Work required: Your task is to retype each line of the data below exactly.

(Stored items from a collection)

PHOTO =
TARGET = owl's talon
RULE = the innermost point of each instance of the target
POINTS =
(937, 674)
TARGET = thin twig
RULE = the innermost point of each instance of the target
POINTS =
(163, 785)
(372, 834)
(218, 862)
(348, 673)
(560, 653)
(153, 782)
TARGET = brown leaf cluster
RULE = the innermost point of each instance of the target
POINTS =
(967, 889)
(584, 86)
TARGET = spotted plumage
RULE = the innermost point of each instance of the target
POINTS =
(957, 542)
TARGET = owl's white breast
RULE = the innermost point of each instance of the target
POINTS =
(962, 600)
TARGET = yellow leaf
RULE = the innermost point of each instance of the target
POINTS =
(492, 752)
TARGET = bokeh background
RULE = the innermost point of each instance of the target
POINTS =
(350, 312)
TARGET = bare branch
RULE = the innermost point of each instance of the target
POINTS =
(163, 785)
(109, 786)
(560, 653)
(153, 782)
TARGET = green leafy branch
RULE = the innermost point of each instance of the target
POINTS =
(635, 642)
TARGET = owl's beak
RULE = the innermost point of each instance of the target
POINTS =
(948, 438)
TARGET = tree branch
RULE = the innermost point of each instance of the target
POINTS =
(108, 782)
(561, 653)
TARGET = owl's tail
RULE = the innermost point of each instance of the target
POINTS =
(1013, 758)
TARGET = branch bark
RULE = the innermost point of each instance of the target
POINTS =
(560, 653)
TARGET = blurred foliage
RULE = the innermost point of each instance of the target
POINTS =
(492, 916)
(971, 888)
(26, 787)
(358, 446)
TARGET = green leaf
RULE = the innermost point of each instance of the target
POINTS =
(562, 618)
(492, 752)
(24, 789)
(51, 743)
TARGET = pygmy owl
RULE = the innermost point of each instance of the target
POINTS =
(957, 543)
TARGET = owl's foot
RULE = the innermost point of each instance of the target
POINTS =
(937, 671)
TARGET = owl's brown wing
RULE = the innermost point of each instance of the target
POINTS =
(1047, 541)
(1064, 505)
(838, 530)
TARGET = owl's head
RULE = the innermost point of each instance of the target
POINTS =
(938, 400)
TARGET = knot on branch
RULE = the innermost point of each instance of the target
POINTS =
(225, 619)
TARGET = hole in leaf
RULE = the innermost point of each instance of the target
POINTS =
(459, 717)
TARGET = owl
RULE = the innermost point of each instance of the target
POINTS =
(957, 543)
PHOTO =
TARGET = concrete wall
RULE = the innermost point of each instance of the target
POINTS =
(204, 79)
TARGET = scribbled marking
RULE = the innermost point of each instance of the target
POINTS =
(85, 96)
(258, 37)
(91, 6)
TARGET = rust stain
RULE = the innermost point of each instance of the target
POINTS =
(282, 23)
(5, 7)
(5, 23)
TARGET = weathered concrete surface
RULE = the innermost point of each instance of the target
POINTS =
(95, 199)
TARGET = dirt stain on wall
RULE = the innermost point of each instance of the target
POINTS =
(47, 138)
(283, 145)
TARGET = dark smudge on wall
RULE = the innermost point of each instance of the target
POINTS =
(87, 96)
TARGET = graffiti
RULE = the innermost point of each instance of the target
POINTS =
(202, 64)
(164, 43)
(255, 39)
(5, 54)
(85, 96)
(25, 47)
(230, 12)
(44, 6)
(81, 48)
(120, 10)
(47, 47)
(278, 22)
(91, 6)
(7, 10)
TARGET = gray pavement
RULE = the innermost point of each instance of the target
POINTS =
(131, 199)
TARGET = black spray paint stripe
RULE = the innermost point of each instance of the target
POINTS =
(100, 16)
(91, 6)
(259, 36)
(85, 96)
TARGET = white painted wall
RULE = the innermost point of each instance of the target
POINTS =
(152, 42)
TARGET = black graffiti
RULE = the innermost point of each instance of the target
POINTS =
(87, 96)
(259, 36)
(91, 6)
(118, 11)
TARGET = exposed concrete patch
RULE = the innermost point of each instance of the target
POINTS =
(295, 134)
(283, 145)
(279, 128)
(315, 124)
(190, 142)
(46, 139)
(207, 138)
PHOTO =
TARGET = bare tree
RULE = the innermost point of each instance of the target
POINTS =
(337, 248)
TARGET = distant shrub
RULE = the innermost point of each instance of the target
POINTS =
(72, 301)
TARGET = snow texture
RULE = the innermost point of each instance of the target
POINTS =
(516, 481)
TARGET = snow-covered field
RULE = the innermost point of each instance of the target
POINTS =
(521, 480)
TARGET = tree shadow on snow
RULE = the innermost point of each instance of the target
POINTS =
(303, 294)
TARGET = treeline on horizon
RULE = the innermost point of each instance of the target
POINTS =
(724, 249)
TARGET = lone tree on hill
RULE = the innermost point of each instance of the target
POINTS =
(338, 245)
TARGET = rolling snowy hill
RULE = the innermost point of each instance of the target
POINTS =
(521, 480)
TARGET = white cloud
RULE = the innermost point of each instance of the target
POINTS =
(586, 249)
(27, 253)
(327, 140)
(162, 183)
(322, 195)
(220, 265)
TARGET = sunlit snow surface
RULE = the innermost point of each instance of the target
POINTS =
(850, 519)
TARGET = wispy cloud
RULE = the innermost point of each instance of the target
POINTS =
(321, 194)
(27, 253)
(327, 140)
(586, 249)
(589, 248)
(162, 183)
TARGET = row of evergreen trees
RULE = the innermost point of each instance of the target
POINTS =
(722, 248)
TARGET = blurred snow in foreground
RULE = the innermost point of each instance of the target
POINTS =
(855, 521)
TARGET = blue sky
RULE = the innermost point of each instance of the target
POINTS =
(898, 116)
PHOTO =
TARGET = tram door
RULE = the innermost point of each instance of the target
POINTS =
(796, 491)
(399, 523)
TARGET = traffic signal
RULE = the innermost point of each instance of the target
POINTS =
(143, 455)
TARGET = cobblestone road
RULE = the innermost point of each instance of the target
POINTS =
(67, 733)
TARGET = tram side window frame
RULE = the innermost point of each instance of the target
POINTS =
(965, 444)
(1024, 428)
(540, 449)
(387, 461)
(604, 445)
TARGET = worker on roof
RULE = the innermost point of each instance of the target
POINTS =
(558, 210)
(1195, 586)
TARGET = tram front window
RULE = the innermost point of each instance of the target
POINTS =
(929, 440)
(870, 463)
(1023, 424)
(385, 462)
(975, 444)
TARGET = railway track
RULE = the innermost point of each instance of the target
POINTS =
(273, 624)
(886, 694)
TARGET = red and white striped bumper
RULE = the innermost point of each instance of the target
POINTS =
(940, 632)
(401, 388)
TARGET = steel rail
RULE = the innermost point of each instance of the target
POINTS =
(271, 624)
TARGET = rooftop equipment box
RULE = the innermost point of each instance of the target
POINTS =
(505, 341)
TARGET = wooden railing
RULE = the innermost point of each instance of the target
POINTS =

Response below:
PHOTO =
TARGET = owl's talon
RULE = the innermost point of each instance of the target
POINTS =
(937, 674)
TARGET = thin twig
RULE = the innermost point of each instance of the target
POINTS =
(163, 785)
(372, 834)
(218, 862)
(348, 673)
(560, 653)
(153, 782)
TARGET = brown leaf cluster
RULE = the innermost point of each instance of the target
POINTS =
(967, 889)
(584, 86)
TARGET = spotted plumage
RULE = the innermost point of each instance of the target
POINTS =
(957, 542)
TARGET = owl's white breast
RULE = the innermost point of each instance of the target
POINTS =
(962, 600)
TARGET = yellow leaf
RULE = the innermost point of each instance of the target
POINTS =
(492, 752)
TARGET = bokeh background
RULE = the innermost point of each instance of the target
POINTS =
(350, 312)
TARGET = bare branch
RULE = the innermost point of each instance of the target
POINTS =
(163, 785)
(109, 786)
(560, 653)
(153, 782)
TARGET = green leafy branch
RULE = the innermost point of each instance of the target
POINTS =
(635, 642)
TARGET = owl's beak
RULE = the innermost point of each instance of the target
POINTS =
(948, 438)
TARGET = tree branch
RULE = the innermost point of each instance of the target
POINTS =
(108, 782)
(561, 653)
TARGET = owl's tail
RULE = the innermost point of each instance of the target
POINTS =
(1013, 758)
TARGET = branch bark
RULE = the innermost point of each instance of the target
POINTS =
(560, 653)
TARGET = blurred foliage
RULE = the innermost point of each instance of the target
POINTS =
(492, 916)
(971, 888)
(26, 787)
(358, 446)
TARGET = green leaf
RULE = the innermost point of each instance of the target
POINTS =
(562, 618)
(492, 752)
(24, 789)
(51, 743)
TARGET = pygmy owl
RULE = the innermost point of each instance of the target
POINTS =
(957, 543)
TARGET = owl's foot
RULE = the innermost point of each instance of the target
POINTS =
(937, 671)
TARGET = owl's brown wing
RULE = the innermost point of each instance of the target
POINTS =
(1047, 541)
(1064, 505)
(838, 530)
TARGET = owl's head
RULE = the innermost point of each instance of the target
POINTS =
(938, 400)
TARGET = knot on branch
RULE = the innermost point of each instance of the target
POINTS =
(225, 619)
TARGET = hole in leaf
RULE = the innermost point of each instance of the target
POINTS =
(459, 717)
TARGET = owl
RULE = the innermost point of each instance of the target
POINTS =
(957, 543)
PHOTO =
TARGET = concrete wall
RULE = the innermost point of each instance of the target
POINTS =
(204, 79)
TARGET = scribbled marking
RULE = the innermost point of each instance of the target
POINTS =
(85, 96)
(258, 37)
(91, 6)
TARGET = rust stain
RULE = the innermost point of each instance of the target
POINTS =
(282, 23)
(5, 7)
(5, 23)
TARGET = weathered concrete surface
RULE = the innermost point of each instance of the target
POINTS =
(95, 199)
TARGET = dirt stain on wall
RULE = the innermost point of each instance of the target
POINTS =
(47, 138)
(283, 145)
TARGET = dark smudge on wall
RULE = the innermost point of each instance of the target
POINTS =
(87, 96)
TARGET = graffiti
RULE = the innermost point of each instance of the target
POINTS =
(202, 64)
(164, 43)
(255, 39)
(5, 54)
(85, 96)
(25, 47)
(230, 12)
(44, 6)
(81, 48)
(120, 10)
(47, 47)
(278, 22)
(91, 6)
(7, 10)
TARGET = gray pavement
RULE = the innermost point of each instance of the target
POINTS =
(131, 199)
TARGET = black spray paint stripe
RULE = the innermost point of each instance of the target
POINTS =
(100, 16)
(91, 6)
(259, 36)
(85, 96)
TARGET = white painted wall
RULE = the innermost point of each instance of the target
POINTS =
(152, 42)
TARGET = black graffiti
RULE = the innermost point of each instance of the target
POINTS =
(87, 96)
(259, 36)
(91, 6)
(118, 11)
TARGET = exposed concrete patch
RULE = the innermost point of each instance of the target
POINTS =
(295, 134)
(283, 145)
(279, 128)
(315, 124)
(190, 142)
(46, 139)
(207, 138)
PHOTO =
TARGET = bare tree
RULE = the innermost point of each instance of the target
POINTS =
(337, 248)
TARGET = distant shrub
RULE = the innermost point of each instance of the target
POINTS =
(72, 301)
TARGET = snow texture
RULE = the innermost point of each instance of the target
POINTS =
(516, 481)
TARGET = snow-covered field
RULE = the innermost point of each instance of the target
POINTS =
(521, 480)
TARGET = tree shadow on snow
RULE = the innermost point of each instance of the target
POINTS =
(303, 294)
TARGET = treeline on horizon
RULE = the innermost point of each instance of the target
POINTS =
(724, 249)
TARGET = lone tree on hill
RULE = the innermost point of each instance of the target
POINTS =
(338, 245)
TARGET = rolling snowy hill
RULE = the innermost point of each instance of the target
POINTS =
(521, 480)
TARGET = white cloud
RULE = the innermost point of each instance of the target
POINTS =
(586, 249)
(27, 253)
(327, 140)
(162, 183)
(322, 195)
(220, 265)
TARGET = sunlit snow surface
RULE = the innermost point of each instance of the target
POINTS =
(850, 519)
TARGET = wispy cloud
RULE = the innermost point of each instance of the target
POINTS =
(321, 194)
(27, 253)
(327, 140)
(586, 249)
(589, 248)
(162, 183)
TARGET = row of evergreen trees
RULE = the innermost point of each instance of the target
POINTS =
(722, 248)
TARGET = blurred snow in foreground
RULE = the innermost point of each instance of the target
POINTS =
(855, 521)
TARGET = blue sky
RULE = the innermost point of each instance of the target
POINTS =
(898, 116)
PHOTO =
TARGET = tram door
RULE = the innermost point of each instance of the target
POINTS =
(796, 491)
(399, 523)
TARGET = traffic signal
RULE = the innermost point of each instance of the target
POINTS =
(143, 455)
TARGET = cobblestone road
RULE = the innermost point of each instance of the target
POINTS =
(67, 733)
TARGET = tram side window frame
RULE = the innermost point of each instance of the target
POINTS =
(965, 444)
(1024, 428)
(540, 449)
(387, 461)
(604, 445)
TARGET = worker on roof
RULE = the innermost point of each instance of the target
POINTS =
(558, 210)
(1195, 586)
TARGET = tram front window
RULE = the innermost point of each instance of the target
POINTS =
(929, 440)
(870, 463)
(1023, 424)
(385, 462)
(975, 444)
TARGET = railway track
RULE = the innermost point of each instance of the target
POINTS =
(273, 624)
(886, 694)
TARGET = red and white striped bumper
RULE = the innermost point of each instance of the target
POINTS =
(940, 632)
(401, 388)
TARGET = steel rail
RULE = the innermost point of each instance of the target
POINTS =
(271, 624)
TARGET = rooftop equipment box
RULE = the innermost point of each instance of the target
POINTS =
(505, 341)
TARGET = wooden railing
RULE = the innermost point of each instance of the target
POINTS =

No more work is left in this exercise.